Given records |
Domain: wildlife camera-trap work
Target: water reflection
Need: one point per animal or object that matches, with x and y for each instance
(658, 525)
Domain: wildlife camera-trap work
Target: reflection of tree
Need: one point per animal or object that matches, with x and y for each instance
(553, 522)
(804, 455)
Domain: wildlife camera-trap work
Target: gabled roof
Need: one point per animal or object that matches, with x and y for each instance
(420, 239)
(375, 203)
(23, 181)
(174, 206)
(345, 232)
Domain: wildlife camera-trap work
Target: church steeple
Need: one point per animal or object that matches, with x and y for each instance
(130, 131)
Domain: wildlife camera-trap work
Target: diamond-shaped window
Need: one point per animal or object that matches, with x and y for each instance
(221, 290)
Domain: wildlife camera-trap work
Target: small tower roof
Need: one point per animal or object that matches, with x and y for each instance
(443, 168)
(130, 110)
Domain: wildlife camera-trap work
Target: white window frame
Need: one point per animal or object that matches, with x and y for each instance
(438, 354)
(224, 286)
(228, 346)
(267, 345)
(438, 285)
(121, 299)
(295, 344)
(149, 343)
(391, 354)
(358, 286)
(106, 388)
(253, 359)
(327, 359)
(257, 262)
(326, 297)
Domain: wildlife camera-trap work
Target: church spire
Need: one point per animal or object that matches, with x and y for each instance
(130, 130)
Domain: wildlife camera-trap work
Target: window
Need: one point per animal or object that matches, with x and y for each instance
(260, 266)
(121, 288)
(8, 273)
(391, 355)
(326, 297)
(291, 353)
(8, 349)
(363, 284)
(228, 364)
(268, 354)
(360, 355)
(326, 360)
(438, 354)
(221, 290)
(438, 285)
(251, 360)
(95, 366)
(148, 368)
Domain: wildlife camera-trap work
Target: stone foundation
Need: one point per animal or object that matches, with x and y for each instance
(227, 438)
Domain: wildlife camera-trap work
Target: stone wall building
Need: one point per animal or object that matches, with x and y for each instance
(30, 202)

Direction | Copy all the records above, line for line, without changing a character.

Answer for the task |
Domain: wildlife camera-trap work
Target: water reflection
Need: one point per animal or object that matches, with x and y for each instance
(658, 525)
Domain: wildlife camera-trap work
Target: reflection of tree
Need: one point per animal or object that matches, with x and y for each instance
(553, 522)
(804, 455)
Domain: wildlife camera-trap work
Target: gabled roof
Need: one point per animal or object that matches, with x and y for each instance
(420, 239)
(375, 203)
(23, 181)
(174, 206)
(345, 232)
Domain: wildlife camera-trap work
Target: church steeple
Need: one point per animal or object that matches, with x and y for each instance
(130, 131)
Domain: wildlife camera-trap work
Target: diamond-shaped window
Need: one point per animal or object that matches, with x and y for each instance
(221, 290)
Domain: wildlife camera-trap work
Target: small tower roof
Need: one point per animal or object that matches, with x and y for each instance
(443, 168)
(130, 110)
Domain: wildlife camera-trap work
Target: white window frame
Need: one point per animal or object that matches, with x and y for each instance
(438, 354)
(224, 286)
(228, 346)
(267, 345)
(438, 285)
(121, 299)
(295, 344)
(149, 343)
(391, 354)
(358, 286)
(106, 388)
(253, 359)
(327, 359)
(257, 262)
(326, 297)
Domain: wildlife camera-trap work
Target: church spire
Need: one point per animal or object that matches, with x and y for each instance
(130, 130)
Domain: wildlife camera-trap work
Target: window
Need: one point per animal or object that matches, with x and y for each instance
(260, 266)
(121, 288)
(8, 273)
(391, 355)
(326, 297)
(291, 353)
(8, 349)
(363, 284)
(228, 364)
(268, 354)
(360, 355)
(326, 360)
(438, 354)
(221, 290)
(438, 285)
(251, 360)
(95, 366)
(148, 368)
Domain: wildlife camera-trap work
Target: stone foundation
Need: one point per animal or object that matches, with x and y for each instance
(227, 438)
Domain: wildlife camera-trap work
Target: stone wall building
Need: one point per animal or object that matches, with x and y for each instance
(30, 202)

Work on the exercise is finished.